__Directive__. Rewrite the rows below with "aisle log" changed to "audit sheet" wherever it appears, keeping everything else the same.

Data entries
· · ·

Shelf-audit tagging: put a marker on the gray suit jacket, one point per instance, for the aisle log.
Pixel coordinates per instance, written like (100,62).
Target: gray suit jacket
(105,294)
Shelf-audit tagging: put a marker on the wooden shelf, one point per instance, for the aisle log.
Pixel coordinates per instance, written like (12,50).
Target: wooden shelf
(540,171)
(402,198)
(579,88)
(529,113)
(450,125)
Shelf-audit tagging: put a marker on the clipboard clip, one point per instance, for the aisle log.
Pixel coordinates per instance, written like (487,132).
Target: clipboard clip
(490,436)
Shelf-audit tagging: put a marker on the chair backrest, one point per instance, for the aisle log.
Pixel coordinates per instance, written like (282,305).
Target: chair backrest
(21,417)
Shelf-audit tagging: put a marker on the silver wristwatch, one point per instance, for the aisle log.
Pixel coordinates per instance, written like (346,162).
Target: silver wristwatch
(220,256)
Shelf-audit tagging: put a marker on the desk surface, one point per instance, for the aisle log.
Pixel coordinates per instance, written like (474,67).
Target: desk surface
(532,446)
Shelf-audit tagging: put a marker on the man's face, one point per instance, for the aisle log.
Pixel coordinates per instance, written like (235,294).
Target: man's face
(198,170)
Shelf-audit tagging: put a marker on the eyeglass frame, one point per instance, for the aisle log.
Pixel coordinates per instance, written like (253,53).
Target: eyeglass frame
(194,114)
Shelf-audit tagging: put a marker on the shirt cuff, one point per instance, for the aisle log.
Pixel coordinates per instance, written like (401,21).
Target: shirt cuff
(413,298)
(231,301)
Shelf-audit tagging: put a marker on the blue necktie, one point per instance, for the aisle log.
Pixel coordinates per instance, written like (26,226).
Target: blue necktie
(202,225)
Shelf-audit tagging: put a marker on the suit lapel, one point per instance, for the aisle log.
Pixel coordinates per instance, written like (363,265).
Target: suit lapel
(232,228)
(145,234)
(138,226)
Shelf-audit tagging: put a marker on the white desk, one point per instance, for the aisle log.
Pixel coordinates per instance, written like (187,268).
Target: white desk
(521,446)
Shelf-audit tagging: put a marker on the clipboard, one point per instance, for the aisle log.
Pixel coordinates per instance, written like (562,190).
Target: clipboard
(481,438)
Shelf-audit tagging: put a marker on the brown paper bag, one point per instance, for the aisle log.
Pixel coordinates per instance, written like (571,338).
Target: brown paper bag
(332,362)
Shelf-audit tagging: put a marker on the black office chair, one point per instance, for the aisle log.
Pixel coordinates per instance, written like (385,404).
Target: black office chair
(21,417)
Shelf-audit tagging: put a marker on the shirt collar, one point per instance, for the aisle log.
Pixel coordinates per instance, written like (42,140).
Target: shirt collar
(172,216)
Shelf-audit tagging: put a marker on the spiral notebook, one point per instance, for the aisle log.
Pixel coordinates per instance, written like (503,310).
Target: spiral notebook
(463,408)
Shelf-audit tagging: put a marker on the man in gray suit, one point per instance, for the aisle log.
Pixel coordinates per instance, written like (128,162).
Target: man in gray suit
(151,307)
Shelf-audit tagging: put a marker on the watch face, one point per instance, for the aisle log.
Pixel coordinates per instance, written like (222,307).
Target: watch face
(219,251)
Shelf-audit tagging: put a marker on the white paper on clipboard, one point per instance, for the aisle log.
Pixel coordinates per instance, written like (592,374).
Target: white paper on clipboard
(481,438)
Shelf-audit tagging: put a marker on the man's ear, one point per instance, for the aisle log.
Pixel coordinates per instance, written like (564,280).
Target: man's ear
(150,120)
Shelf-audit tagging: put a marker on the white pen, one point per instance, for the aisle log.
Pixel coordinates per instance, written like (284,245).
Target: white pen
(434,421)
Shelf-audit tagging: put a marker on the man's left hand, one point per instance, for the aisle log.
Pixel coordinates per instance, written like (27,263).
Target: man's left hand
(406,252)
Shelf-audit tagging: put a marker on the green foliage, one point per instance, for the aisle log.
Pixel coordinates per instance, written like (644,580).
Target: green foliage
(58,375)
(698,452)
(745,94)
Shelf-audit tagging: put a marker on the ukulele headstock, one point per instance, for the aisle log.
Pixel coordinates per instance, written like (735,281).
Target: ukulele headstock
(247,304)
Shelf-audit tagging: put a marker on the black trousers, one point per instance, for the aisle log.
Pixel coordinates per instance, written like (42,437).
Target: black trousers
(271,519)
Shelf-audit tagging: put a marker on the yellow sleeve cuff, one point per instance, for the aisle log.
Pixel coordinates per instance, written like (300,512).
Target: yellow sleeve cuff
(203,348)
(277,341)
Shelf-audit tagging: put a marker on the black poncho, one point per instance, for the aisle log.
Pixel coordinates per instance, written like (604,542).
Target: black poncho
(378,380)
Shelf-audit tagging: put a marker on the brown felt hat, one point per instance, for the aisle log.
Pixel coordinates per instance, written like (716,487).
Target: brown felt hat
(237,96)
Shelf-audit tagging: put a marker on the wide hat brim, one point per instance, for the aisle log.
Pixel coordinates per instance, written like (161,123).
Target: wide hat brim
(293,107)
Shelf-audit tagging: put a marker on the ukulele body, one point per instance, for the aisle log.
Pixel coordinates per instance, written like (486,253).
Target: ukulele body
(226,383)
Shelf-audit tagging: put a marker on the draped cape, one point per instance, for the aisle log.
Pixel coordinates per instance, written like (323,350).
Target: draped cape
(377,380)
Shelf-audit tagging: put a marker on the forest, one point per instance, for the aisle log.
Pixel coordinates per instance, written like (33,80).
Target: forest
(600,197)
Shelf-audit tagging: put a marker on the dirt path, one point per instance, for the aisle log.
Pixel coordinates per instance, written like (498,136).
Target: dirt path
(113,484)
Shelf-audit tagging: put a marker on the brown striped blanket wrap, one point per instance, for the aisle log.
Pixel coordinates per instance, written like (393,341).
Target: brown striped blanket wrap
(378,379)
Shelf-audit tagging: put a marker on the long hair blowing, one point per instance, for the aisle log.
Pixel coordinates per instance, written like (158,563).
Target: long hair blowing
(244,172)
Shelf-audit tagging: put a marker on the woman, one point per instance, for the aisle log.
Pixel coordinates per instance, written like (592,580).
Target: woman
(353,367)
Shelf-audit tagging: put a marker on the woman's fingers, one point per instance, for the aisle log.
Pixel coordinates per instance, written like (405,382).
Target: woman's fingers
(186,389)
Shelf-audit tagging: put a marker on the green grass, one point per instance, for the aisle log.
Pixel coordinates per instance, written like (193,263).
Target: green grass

· · ·

__Output for this exercise__.
Shelf-audit tagging: put a marker on the gray suit jacket, one point per instance, for the audit sheet.
Pixel coordinates per instance, written like (100,62).
Target: gray suit jacket
(105,294)
Shelf-audit tagging: put a marker on the wooden shelf, one point per instance, for the audit sheet.
Pixel coordinates per instance, written like (12,50).
Target: wooden shelf
(540,171)
(402,198)
(579,88)
(529,113)
(450,125)
Shelf-audit tagging: put a marker on the clipboard clip, one point per instance, for the audit sheet.
Pixel coordinates per instance, written like (487,132).
Target: clipboard clip
(490,436)
Shelf-audit tagging: put a marker on the chair backrest, one point per instance, for the audit sheet.
Pixel coordinates per instance, written like (282,305).
Target: chair backrest
(21,417)
Shelf-audit tagging: put a marker on the silver wristwatch, one point per instance, for the audit sheet.
Pixel coordinates per instance, written like (346,162).
Target: silver wristwatch
(220,256)
Shelf-audit tagging: put a marker on the desk surface, one point per instance, for the audit sheet.
Pixel coordinates per instance, written like (474,67).
Target: desk surface
(532,446)
Shelf-audit tagging: put a marker on the man's face, one point per instance, for the audit sheet.
Pixel coordinates per instance, written like (235,294).
Target: man's face
(198,170)
Shelf-audit tagging: put a marker on the eyeglass frame, one point per instance, for the audit sheet.
Pixel coordinates per instance, written like (253,53).
Target: eyeglass frame
(194,114)
Shelf-audit tagging: put a marker on the shirt cuff, one point per instance, for the audit sheet.
Pixel coordinates per instance, written like (401,21).
Target: shirt cuff
(413,298)
(231,301)
Shelf-audit tagging: put a marker on the blue necktie, one point per instance, for the audit sheet.
Pixel coordinates per instance, written like (26,226).
Target: blue necktie
(202,225)
Shelf-audit tagging: put a marker on the suit lapel, one point per instance, for the audit sheet.
Pixel coordinates per instance, written like (363,265).
Target: suit lapel
(232,228)
(145,234)
(138,226)
Shelf-audit tagging: put a marker on the white desk, one point per instance, for the audit sheet.
Pixel coordinates per instance, written like (187,268).
Target: white desk
(521,446)
Shelf-audit tagging: put a marker on the clipboard, one point per instance, for the audit sheet.
Pixel coordinates per instance, written like (562,190).
Target: clipboard
(481,438)
Shelf-audit tagging: put a marker on the brown paper bag, one point per instance, for the audit sheet.
Pixel coordinates per instance, written like (571,338).
Target: brown paper bag
(332,362)
Shelf-audit tagging: put a marker on the black office chair, one point per instance, for the audit sheet.
Pixel coordinates per instance, written like (385,404).
Target: black office chair
(21,417)
Shelf-audit tagging: put a marker on the shirt collar, one point per instance, for the audit sheet.
Pixel coordinates per instance, written like (42,140).
Target: shirt collar
(172,216)
Shelf-audit tagging: put a marker on the spiral notebook, one point per instance, for the audit sheet.
Pixel coordinates per instance, written like (503,310).
Target: spiral notebook
(463,408)
Shelf-audit tagging: put a marker on the man in gray suit, one point per instance, for the audit sheet.
Pixel coordinates per instance, written like (128,162).
Target: man in gray suit
(151,307)
Shelf-audit tagging: put a marker on the watch face, one point per instance, for the audit sheet.
Pixel coordinates per instance, written like (222,307).
Target: watch face
(219,251)
Shelf-audit tagging: put a marker on the white paper on clipboard, one point per instance, for the audit sheet.
Pixel coordinates per instance, written like (592,374).
Target: white paper on clipboard
(481,438)
Shelf-audit tagging: put a marker on the man's ear, one point per instance, for the audit sheet.
Pixel coordinates per instance, written like (564,280).
Target: man's ear
(150,120)
Shelf-audit tagging: put a marker on the white pen, one point per instance, for the audit sheet.
Pixel coordinates per instance, written like (284,245).
Target: white pen
(434,421)
Shelf-audit tagging: put a marker on the man's left hand, one point per instance, for the audit sheet.
Pixel coordinates per instance, written like (27,263).
Target: man's left hand
(406,252)
Shelf-audit tagging: put a marker on the green foliage, one point per instance, for the audit sheet.
Pixel coordinates per instance, written like (644,580).
Target: green foliage
(58,375)
(698,452)
(745,94)
Shelf-audit tagging: put a marker on the ukulele headstock, one point per instance, for the audit sheet.
Pixel coordinates per instance, written like (735,281).
Target: ukulele headstock
(247,304)
Shelf-audit tagging: put a marker on the black trousers, one point per instance, for the audit sheet.
Pixel coordinates per instance, written like (42,437).
Target: black trousers
(271,519)
Shelf-audit tagging: put a marker on the yellow sleeve cuff, one point per instance, for the audit sheet.
Pixel coordinates per instance, written like (300,512).
Target: yellow sleeve cuff
(203,348)
(277,341)
Shelf-audit tagging: put a marker on the black poncho, one point per instance, for the audit sheet.
Pixel coordinates per instance, written like (604,542).
Target: black poncho
(378,380)
Shelf-audit tagging: put a marker on the brown felt hat, one point per instance, for the audit sheet.
Pixel coordinates per instance, written like (716,487).
Target: brown felt hat
(237,96)
Shelf-audit tagging: put a marker on the wide hat brim, one point per instance, for the audit sheet.
Pixel coordinates per instance, written like (161,123).
Target: wide hat brim
(293,107)
Shelf-audit tagging: put a marker on the ukulele body, one point per instance, for the audit sheet.
Pixel coordinates per instance, written like (486,253).
Target: ukulele body
(226,383)
Shelf-audit tagging: put a marker on the draped cape, one point per instance, for the audit sheet.
Pixel coordinates per instance, written like (323,350).
Target: draped cape
(377,380)
Shelf-audit tagging: put a marker on the forest, one point per instance, for the audit sheet.
Pixel coordinates per instance, written like (33,80).
Target: forest
(600,197)
Shelf-audit tagging: put a marker on the dirt path, one point per instance, for the audit sheet.
Pixel coordinates per instance, written like (498,136).
Target: dirt path
(113,484)
Shelf-audit tagging: put a marker on the brown striped blanket wrap, one point per instance, for the audit sheet.
Pixel coordinates per instance, written like (393,341).
Target: brown striped blanket wrap
(378,379)
Shelf-audit tagging: put a marker on the long hair blowing, one point per instance, for the audit sheet.
Pixel coordinates per instance, written like (158,563).
Target: long hair blowing
(244,172)
Shelf-audit tagging: put a marker on the woman, one point per instance, for the audit sheet.
Pixel coordinates per instance, written like (592,580).
Target: woman
(353,367)
Shelf-audit tagging: put a marker on the woman's fingers, one point per instance, for the audit sheet.
Pixel coordinates per instance, written like (405,382).
Target: woman's fingers
(186,389)
Shelf-audit tagging: put a marker on the green grass, one point per instance, for the audit sheet.
Pixel coordinates per instance, written like (193,263).
Target: green grass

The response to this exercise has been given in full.